(Extracted records begins)
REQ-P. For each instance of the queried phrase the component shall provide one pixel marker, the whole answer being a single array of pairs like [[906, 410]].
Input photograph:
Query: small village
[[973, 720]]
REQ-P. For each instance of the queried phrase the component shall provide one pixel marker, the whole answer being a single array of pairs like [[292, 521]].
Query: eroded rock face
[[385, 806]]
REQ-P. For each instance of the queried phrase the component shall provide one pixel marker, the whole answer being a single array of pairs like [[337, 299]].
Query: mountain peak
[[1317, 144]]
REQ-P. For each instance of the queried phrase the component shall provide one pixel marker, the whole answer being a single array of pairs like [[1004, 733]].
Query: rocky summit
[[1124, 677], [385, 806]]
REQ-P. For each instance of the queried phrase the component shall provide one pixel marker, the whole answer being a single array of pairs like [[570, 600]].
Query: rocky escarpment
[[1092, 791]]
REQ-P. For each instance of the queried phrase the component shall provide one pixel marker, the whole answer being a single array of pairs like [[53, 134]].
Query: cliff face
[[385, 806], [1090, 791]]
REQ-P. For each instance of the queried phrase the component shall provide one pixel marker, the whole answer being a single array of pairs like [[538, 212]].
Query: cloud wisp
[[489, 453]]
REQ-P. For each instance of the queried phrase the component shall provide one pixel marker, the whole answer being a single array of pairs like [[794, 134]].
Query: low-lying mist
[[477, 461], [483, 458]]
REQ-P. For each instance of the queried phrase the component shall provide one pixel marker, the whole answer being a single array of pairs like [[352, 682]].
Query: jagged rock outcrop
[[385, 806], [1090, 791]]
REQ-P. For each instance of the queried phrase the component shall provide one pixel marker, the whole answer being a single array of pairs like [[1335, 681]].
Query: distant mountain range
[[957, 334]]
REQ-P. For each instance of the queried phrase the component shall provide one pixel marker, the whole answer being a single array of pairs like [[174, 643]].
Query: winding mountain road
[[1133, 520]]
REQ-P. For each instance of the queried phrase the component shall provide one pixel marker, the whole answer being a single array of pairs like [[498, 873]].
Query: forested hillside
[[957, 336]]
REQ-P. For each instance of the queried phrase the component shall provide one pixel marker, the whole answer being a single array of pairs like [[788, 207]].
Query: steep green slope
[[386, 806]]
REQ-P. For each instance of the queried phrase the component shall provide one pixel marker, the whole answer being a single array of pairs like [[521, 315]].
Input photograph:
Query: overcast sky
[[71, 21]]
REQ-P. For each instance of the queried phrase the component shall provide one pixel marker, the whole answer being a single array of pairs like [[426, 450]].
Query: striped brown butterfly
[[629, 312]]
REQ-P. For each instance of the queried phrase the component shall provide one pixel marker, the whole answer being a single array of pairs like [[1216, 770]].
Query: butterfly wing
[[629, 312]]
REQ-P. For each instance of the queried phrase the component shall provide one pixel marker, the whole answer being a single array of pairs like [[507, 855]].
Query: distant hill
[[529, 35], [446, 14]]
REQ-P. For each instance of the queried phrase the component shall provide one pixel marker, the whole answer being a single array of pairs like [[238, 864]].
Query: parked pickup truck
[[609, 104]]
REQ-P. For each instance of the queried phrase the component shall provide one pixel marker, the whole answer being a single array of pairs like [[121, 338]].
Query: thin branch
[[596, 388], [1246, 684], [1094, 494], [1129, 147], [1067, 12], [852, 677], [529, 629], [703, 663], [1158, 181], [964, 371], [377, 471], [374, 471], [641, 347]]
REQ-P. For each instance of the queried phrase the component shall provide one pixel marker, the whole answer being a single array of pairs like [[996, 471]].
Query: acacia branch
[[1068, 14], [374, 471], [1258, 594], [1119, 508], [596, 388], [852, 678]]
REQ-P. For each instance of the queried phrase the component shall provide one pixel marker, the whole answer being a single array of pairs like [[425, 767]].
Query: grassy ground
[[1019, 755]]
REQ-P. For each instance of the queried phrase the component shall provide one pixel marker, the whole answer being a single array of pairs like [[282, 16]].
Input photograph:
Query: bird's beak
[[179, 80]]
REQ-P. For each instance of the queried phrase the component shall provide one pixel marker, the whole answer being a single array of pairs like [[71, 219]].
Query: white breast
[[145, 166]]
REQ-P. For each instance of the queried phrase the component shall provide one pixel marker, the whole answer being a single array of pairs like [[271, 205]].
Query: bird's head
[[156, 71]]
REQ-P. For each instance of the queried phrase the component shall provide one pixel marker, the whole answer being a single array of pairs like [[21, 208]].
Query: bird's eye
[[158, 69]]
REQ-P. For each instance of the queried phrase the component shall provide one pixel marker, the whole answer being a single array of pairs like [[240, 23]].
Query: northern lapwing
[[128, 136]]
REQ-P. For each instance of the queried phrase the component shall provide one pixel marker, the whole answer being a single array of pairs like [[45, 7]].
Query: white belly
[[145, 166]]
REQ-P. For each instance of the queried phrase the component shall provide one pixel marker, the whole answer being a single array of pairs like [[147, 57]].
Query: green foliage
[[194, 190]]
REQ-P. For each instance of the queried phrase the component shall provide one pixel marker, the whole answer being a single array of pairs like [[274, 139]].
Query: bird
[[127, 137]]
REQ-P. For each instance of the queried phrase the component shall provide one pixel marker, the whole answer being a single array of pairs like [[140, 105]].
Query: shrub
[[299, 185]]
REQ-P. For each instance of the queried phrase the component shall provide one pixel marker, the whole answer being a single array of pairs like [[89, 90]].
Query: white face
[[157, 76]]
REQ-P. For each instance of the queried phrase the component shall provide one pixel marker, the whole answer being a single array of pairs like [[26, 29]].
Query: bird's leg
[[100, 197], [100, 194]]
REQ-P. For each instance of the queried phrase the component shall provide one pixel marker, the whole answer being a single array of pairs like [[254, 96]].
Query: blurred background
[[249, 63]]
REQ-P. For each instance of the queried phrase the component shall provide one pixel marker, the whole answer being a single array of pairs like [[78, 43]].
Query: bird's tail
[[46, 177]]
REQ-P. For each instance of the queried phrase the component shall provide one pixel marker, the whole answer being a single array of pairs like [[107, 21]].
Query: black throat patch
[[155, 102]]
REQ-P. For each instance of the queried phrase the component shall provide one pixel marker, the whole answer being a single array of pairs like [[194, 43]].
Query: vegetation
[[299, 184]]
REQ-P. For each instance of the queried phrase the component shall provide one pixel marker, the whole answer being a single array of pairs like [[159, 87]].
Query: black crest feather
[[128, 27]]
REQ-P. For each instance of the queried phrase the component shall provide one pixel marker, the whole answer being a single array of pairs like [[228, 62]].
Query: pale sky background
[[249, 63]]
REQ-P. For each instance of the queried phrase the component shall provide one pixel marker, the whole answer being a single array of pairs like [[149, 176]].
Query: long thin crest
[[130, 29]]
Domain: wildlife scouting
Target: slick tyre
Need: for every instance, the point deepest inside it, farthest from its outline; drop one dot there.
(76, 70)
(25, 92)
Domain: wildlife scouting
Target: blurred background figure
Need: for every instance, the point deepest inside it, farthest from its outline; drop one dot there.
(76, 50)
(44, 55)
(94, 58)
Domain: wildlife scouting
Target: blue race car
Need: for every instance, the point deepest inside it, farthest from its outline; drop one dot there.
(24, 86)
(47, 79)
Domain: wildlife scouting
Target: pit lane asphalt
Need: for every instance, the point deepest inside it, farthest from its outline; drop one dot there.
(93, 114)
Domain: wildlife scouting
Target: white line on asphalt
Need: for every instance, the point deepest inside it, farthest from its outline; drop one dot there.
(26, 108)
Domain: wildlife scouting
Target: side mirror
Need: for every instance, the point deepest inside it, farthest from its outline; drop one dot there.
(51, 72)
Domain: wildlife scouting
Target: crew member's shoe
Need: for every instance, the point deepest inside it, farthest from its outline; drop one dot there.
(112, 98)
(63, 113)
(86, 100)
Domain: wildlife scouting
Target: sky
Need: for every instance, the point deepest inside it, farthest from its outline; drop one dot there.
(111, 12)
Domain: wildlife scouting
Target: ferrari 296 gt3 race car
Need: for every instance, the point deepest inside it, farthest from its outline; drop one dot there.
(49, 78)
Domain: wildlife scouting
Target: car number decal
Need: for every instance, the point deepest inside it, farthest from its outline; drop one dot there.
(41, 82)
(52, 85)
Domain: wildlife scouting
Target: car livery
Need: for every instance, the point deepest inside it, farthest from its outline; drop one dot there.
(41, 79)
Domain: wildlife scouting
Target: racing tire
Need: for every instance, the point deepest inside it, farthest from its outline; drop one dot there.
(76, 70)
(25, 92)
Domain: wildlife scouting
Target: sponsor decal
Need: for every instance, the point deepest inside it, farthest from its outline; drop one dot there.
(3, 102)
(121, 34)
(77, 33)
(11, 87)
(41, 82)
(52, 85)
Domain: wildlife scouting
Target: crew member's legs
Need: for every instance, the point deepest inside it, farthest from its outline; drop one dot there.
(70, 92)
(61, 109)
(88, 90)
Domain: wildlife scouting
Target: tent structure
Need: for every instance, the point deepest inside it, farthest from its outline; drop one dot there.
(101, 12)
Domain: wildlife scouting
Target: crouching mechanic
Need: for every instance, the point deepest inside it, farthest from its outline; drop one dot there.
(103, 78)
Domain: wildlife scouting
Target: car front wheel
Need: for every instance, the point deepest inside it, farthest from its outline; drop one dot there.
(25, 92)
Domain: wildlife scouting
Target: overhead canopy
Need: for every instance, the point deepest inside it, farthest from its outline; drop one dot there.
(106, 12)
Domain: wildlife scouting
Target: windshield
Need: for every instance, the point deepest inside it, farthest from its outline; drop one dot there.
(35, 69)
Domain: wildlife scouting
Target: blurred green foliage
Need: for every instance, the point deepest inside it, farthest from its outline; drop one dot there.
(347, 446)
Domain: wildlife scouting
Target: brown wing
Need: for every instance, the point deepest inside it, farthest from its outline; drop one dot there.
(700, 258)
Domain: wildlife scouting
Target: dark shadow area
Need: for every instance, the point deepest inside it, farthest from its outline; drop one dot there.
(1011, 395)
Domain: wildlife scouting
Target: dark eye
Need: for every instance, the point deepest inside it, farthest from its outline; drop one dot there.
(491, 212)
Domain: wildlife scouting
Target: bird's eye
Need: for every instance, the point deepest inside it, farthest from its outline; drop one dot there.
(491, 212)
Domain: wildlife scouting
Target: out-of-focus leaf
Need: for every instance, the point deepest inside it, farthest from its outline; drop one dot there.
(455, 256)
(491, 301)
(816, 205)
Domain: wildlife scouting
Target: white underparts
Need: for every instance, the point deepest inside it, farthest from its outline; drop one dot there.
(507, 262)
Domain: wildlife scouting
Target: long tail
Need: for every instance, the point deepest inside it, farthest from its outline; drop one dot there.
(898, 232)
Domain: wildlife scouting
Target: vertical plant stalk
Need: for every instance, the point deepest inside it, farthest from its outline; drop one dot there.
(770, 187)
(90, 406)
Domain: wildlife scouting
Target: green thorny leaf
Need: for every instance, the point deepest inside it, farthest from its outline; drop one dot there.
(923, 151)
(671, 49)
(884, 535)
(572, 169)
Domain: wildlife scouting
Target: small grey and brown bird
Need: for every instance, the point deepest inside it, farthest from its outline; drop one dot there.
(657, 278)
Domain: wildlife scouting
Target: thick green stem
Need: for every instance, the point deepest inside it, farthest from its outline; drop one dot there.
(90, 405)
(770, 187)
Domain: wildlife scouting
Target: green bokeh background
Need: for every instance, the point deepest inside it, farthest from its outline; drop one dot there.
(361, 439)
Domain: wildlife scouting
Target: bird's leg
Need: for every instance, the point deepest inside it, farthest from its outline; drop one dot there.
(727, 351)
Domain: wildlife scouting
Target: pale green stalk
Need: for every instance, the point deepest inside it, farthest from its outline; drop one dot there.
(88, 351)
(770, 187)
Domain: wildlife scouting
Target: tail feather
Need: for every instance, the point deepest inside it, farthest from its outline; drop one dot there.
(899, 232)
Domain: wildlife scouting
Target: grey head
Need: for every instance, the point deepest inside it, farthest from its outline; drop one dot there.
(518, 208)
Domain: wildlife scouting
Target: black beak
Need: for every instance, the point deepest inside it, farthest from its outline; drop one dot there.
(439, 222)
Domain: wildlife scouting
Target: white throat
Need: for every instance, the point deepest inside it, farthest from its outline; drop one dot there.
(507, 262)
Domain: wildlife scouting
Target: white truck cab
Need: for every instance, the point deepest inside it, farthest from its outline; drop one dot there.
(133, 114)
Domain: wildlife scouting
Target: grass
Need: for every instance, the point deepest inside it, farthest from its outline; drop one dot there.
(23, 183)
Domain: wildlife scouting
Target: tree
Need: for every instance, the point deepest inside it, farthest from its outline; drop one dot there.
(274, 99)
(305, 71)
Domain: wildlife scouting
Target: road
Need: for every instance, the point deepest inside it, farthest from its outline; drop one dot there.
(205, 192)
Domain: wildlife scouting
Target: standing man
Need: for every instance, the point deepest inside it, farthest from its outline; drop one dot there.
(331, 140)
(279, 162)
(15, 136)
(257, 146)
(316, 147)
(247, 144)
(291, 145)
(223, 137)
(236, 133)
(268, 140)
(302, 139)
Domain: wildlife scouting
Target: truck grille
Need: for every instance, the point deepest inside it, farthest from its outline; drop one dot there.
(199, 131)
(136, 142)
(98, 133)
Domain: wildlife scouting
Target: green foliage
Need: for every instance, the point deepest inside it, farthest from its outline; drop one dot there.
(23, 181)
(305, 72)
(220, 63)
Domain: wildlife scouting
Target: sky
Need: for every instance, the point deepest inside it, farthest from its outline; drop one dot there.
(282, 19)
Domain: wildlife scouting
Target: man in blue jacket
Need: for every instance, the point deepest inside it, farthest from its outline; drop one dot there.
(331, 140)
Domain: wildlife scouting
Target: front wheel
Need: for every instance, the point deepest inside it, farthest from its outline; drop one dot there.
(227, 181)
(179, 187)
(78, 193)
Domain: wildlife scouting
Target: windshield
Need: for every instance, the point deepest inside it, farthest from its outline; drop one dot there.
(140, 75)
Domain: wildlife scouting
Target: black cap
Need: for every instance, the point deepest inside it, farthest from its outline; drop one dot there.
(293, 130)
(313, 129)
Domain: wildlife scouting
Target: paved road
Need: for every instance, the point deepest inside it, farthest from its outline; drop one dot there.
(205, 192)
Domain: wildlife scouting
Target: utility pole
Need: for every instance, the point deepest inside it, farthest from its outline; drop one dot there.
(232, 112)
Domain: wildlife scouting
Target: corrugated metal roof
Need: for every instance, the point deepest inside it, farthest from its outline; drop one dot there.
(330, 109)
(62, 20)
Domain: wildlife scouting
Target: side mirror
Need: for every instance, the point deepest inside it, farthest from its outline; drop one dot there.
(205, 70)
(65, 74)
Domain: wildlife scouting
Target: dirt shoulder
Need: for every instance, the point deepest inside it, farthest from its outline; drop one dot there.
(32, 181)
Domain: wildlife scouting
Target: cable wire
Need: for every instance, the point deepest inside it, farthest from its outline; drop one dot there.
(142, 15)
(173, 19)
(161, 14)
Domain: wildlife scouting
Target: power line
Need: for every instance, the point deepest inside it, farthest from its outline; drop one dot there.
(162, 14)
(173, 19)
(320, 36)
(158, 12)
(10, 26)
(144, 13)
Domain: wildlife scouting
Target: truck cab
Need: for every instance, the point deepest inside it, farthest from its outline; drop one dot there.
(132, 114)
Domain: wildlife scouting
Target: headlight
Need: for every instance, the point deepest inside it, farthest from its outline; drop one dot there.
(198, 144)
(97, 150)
(Extracted records ends)
▶ Task statement
For each line of the data that includes the word "crew", return a copy of it.

▶ Task answer
Target: crew member's shoe
Target: crew member's legs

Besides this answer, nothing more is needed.